■ AIM OF THE EXERCISE
Could you give the lines below as a JSON list of strings, one string per line and no blank lines, starting at the line that contains "mark the ocean water -- a dot per instance" and ending at the last line?

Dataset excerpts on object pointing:
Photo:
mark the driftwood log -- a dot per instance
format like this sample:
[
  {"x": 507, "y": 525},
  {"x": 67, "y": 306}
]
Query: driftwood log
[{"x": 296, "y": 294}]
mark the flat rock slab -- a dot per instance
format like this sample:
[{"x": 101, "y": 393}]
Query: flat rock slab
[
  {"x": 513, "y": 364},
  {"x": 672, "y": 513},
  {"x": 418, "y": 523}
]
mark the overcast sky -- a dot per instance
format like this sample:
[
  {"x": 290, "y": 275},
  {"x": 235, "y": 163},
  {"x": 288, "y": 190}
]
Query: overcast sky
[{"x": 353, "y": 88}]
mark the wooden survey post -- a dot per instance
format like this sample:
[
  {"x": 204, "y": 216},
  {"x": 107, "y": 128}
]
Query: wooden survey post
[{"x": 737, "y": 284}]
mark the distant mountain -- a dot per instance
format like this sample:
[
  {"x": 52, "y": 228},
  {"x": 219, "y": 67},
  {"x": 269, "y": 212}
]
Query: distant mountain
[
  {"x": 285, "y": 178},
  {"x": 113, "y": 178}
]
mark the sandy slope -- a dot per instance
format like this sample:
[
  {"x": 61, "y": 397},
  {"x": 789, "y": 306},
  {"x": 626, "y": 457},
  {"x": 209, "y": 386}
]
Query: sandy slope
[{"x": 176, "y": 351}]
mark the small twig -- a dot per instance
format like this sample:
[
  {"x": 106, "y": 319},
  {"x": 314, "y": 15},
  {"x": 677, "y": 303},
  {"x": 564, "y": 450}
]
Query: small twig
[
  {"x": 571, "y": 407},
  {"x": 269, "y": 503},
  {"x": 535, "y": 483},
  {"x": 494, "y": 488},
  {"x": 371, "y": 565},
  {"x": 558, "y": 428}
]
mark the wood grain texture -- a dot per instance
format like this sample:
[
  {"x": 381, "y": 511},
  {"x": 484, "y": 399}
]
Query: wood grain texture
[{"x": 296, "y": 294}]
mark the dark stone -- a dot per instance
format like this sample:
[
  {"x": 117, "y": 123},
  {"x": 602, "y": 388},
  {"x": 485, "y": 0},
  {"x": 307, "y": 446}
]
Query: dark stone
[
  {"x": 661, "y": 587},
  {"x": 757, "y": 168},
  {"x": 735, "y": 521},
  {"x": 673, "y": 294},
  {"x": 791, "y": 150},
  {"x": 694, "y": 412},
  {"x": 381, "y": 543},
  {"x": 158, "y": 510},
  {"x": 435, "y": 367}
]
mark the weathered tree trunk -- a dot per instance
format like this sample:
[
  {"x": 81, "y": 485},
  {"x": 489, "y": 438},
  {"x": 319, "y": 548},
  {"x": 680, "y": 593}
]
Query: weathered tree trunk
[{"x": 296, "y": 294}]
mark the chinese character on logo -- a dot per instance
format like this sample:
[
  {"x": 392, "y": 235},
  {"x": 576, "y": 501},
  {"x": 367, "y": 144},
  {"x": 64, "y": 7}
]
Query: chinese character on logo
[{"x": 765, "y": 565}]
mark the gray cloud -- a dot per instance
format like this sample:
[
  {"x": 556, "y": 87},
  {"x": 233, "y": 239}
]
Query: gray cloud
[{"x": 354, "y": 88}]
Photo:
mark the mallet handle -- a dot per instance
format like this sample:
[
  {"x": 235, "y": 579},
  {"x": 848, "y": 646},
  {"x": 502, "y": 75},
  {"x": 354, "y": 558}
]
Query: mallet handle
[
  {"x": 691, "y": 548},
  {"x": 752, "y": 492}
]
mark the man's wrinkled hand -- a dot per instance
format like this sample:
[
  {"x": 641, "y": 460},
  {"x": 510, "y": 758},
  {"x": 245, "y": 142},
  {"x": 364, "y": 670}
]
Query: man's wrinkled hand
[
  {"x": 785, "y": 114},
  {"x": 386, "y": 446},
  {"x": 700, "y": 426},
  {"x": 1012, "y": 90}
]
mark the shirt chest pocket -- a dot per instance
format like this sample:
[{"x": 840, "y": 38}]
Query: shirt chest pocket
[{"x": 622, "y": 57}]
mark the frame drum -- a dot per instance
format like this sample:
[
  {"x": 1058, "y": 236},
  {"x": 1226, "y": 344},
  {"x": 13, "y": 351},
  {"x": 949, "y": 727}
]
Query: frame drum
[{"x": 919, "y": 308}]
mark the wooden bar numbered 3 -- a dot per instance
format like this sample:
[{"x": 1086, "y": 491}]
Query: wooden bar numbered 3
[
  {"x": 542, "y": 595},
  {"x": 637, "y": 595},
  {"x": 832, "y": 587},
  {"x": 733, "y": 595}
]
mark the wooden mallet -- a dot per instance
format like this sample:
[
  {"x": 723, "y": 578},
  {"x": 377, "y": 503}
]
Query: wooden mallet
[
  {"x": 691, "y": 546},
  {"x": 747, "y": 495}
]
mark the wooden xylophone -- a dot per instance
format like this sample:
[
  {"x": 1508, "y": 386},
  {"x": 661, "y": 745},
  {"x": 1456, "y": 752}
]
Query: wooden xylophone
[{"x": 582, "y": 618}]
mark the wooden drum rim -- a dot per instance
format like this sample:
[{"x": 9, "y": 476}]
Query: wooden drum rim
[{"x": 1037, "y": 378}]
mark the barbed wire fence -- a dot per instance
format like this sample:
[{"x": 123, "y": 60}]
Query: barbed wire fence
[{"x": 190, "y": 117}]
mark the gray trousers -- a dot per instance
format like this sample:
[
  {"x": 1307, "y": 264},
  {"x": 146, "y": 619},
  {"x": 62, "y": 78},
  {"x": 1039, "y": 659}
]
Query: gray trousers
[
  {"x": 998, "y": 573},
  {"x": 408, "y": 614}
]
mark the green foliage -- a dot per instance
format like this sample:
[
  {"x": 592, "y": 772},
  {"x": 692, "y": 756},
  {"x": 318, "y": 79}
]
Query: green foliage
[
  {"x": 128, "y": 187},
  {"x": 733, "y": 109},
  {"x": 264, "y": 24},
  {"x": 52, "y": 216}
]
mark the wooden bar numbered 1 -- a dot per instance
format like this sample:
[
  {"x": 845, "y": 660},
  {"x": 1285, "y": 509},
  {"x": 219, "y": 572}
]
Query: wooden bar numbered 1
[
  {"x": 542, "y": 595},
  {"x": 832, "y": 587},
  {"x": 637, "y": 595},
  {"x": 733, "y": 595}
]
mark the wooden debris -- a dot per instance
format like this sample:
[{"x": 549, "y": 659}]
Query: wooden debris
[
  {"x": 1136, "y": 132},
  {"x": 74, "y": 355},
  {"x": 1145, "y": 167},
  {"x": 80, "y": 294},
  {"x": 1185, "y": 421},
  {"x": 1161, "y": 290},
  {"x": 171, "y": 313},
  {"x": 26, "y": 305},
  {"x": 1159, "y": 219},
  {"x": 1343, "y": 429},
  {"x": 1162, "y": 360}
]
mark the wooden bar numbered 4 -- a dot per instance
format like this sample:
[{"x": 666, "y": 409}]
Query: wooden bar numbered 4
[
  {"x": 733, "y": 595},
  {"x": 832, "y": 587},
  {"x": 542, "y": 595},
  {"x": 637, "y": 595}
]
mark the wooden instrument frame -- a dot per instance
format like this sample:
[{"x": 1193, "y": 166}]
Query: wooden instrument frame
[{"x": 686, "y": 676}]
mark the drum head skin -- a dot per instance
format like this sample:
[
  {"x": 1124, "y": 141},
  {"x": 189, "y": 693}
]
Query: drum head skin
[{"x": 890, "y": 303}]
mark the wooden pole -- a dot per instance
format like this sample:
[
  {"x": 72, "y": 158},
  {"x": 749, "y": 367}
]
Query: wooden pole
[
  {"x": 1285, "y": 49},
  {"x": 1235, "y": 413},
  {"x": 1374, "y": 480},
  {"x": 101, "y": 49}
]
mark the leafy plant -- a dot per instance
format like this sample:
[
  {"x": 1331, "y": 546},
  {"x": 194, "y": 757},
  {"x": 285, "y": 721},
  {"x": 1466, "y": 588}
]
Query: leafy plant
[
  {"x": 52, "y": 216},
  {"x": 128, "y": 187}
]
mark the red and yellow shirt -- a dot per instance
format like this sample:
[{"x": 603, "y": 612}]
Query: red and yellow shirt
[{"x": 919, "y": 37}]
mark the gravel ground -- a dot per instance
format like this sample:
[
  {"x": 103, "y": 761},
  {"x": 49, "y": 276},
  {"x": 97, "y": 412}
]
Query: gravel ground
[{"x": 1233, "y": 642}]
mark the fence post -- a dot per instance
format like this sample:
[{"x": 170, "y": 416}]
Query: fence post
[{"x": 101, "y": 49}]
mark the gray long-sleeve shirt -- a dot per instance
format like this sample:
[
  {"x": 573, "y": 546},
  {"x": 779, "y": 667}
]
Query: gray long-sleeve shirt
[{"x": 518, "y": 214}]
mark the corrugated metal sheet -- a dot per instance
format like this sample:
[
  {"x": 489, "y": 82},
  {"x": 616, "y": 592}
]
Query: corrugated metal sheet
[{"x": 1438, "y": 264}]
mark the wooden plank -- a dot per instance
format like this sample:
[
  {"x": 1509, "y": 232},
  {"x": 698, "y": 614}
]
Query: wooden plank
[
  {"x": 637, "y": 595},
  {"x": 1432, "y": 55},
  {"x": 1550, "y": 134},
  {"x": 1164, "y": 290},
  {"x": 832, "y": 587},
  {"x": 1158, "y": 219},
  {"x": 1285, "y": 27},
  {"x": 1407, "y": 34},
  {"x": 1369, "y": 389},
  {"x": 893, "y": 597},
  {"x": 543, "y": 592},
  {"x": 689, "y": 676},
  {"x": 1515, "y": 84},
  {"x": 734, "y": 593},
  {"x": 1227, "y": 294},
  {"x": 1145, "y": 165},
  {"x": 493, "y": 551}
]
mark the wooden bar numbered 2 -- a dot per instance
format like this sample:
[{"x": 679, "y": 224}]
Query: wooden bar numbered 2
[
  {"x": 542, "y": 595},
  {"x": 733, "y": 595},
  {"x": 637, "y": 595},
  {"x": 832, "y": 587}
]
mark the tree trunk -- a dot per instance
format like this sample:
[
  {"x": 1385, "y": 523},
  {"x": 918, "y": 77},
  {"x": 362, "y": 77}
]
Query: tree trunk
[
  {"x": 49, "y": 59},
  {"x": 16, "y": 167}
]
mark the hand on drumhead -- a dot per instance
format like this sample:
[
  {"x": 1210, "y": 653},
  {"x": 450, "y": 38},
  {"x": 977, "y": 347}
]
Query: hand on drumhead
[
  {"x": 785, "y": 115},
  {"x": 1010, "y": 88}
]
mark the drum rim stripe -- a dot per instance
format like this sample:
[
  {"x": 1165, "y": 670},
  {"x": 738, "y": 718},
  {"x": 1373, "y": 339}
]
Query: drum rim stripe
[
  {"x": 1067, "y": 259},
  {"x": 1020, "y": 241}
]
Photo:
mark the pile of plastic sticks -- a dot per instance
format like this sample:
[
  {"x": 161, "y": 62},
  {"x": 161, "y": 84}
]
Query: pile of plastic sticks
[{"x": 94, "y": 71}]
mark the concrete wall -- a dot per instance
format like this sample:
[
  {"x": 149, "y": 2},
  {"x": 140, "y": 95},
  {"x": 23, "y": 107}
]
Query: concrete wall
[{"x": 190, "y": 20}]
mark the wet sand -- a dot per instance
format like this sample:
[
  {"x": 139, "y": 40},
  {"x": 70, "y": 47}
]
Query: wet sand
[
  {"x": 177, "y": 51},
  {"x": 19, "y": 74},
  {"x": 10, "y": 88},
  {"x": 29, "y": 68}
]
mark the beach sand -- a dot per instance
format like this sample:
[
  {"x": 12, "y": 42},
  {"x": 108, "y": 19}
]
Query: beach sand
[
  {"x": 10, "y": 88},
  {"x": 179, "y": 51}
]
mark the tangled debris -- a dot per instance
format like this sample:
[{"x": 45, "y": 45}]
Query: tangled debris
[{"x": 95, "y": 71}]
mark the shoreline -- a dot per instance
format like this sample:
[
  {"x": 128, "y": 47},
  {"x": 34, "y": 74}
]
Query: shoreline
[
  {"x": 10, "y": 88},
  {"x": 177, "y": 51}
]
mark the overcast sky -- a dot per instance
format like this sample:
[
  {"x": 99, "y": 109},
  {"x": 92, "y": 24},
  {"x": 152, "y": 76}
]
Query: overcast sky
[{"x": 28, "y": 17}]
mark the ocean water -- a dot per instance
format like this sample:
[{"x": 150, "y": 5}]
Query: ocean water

■ SOLUTION TO THIS TASK
[
  "mark the ocean water -- a dot per instance",
  "format like this sample:",
  "[{\"x\": 150, \"y\": 5}]",
  "Query: ocean water"
]